(Records from a dataset)
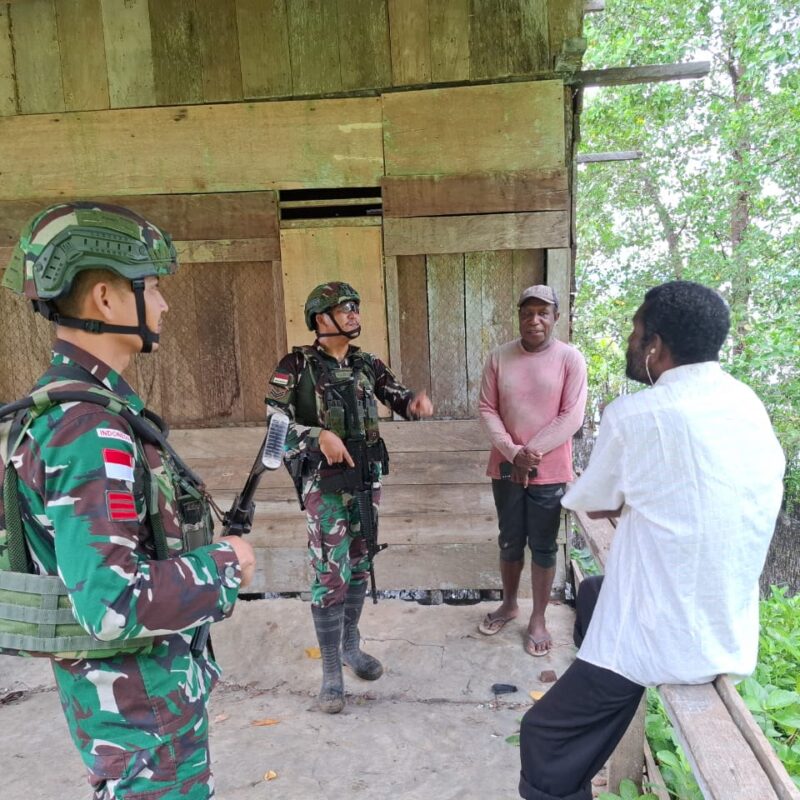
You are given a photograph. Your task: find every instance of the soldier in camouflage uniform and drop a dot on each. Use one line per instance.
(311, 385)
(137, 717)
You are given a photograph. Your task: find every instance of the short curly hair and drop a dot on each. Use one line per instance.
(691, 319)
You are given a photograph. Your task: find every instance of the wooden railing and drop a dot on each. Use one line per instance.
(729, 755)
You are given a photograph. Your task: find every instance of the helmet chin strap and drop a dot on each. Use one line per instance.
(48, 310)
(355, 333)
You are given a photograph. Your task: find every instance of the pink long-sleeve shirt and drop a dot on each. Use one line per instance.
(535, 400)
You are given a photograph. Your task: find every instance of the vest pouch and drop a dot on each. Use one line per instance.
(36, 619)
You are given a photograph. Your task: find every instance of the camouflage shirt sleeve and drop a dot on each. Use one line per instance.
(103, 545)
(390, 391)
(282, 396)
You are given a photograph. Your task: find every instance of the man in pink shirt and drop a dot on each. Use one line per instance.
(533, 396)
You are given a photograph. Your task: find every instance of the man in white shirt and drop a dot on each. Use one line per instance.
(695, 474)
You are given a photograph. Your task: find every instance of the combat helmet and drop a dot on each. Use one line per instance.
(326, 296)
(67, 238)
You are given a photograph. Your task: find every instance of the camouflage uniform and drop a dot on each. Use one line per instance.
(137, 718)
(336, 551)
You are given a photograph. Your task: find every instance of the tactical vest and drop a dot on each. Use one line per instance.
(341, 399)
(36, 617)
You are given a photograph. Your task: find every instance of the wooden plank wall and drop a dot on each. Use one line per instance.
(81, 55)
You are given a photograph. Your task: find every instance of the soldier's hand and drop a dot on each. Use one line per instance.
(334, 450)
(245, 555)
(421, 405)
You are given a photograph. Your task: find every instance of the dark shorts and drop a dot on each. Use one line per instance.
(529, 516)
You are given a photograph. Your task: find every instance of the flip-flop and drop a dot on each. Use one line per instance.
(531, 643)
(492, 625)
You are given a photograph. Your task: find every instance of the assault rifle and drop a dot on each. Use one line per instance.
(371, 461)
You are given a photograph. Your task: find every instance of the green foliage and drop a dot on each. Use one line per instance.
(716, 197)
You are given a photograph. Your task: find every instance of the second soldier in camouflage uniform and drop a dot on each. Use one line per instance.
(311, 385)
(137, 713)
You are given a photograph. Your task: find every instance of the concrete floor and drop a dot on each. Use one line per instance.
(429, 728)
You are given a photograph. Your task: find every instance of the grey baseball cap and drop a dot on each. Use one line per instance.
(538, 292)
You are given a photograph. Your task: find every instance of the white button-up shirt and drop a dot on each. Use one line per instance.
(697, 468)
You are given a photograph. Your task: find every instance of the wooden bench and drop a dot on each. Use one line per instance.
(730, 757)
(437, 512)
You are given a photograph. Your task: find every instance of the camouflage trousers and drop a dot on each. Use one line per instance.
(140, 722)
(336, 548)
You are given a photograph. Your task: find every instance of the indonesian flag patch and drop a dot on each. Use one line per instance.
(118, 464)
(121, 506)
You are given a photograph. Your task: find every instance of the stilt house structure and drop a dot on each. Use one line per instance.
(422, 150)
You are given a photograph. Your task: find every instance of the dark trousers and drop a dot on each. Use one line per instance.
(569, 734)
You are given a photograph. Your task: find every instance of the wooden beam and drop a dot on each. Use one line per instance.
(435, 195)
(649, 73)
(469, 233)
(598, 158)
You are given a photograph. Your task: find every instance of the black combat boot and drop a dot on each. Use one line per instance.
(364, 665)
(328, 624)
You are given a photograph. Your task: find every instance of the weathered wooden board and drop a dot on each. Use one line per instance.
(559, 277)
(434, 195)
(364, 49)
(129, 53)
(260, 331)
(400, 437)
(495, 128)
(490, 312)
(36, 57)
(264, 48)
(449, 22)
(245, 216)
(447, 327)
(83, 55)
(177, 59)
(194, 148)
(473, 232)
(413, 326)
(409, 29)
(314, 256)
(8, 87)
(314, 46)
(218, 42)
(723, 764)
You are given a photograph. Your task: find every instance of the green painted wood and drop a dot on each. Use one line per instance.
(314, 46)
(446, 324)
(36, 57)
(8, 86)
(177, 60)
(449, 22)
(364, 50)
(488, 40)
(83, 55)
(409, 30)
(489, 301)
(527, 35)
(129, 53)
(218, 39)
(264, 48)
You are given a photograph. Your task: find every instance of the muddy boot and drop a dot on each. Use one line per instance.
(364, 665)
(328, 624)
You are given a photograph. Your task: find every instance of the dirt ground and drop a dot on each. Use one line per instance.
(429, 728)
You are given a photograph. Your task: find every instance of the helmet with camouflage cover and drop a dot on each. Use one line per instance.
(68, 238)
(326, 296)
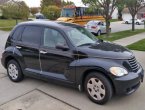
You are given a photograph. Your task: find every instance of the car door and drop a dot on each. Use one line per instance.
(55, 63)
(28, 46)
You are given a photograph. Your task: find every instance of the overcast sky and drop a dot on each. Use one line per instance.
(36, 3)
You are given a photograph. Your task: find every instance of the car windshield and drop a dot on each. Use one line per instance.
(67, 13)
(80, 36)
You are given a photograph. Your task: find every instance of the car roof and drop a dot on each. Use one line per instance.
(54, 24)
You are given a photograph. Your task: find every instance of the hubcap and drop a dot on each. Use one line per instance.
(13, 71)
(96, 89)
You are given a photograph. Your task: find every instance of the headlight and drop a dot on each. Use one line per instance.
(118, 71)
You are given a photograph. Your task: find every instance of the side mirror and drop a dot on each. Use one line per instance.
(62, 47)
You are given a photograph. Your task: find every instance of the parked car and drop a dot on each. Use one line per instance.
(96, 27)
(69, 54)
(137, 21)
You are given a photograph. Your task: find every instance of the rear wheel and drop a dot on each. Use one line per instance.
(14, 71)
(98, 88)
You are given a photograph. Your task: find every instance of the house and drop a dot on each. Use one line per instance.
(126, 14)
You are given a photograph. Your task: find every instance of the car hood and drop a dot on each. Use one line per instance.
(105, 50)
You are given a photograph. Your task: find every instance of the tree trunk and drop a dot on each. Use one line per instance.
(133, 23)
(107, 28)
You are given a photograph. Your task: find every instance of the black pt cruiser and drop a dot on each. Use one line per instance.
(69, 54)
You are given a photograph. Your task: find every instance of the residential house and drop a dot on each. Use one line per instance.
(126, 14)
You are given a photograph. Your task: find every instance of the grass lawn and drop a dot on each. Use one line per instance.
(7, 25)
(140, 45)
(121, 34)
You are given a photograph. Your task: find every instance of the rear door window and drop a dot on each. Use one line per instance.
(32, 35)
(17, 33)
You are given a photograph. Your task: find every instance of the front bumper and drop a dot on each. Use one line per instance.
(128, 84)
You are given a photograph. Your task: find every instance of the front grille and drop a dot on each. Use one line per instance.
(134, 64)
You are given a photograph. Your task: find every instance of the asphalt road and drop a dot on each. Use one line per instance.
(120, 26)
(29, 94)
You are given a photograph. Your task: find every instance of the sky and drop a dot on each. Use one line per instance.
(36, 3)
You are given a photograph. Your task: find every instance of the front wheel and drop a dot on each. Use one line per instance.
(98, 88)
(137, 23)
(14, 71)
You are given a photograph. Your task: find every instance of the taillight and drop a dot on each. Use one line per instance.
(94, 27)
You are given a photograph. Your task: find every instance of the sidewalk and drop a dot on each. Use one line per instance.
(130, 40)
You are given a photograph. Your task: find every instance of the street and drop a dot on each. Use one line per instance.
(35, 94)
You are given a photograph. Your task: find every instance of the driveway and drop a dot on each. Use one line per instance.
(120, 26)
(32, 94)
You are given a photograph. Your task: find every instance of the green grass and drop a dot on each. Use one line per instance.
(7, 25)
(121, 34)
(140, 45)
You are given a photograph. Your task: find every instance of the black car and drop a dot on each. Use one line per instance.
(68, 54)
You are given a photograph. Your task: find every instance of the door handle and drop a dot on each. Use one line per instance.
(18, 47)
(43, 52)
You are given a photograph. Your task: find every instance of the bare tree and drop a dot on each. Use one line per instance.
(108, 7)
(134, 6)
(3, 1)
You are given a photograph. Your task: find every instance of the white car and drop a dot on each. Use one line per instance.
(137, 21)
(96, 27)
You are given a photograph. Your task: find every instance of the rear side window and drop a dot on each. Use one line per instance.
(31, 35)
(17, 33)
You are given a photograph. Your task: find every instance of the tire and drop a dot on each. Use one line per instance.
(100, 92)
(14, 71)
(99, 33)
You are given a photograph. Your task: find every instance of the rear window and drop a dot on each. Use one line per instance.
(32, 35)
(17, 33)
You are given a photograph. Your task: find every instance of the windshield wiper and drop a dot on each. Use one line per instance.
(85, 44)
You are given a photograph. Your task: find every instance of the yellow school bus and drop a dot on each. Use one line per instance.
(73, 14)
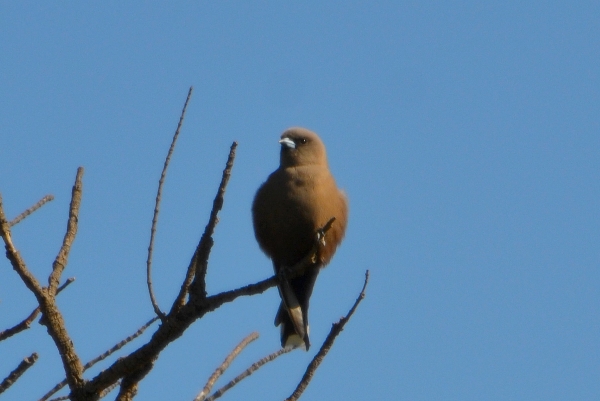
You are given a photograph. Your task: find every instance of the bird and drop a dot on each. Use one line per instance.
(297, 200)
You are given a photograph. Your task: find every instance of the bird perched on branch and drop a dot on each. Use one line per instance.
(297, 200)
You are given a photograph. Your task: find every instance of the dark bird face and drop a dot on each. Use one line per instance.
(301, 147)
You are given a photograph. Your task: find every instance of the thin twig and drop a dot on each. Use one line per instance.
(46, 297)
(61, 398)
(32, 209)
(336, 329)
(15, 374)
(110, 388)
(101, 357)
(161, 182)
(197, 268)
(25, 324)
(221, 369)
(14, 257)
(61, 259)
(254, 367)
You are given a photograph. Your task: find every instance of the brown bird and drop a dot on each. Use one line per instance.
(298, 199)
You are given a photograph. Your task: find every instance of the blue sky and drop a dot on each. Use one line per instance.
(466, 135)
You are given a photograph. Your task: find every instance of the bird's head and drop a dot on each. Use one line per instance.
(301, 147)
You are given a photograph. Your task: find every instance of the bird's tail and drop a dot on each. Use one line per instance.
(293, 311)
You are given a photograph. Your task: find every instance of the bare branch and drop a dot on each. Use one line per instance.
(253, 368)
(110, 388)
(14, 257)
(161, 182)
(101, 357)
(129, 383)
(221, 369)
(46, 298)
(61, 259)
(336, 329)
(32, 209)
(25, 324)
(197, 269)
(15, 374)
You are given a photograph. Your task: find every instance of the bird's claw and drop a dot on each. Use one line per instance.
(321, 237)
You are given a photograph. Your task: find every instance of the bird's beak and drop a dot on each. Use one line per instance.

Your goal: Exactly the lines from the one holding "the bird's claw" through the end of the records above are to be returned, and nothing else.

Answer to this problem:
You are given a photograph. Your task: find every instance of the bird's claw and drop a dot on each. Use one line per instance.
(321, 237)
You are given a photograph. Your task: find every instance of the bird's beak and drop a dot on each. Use one line per instance.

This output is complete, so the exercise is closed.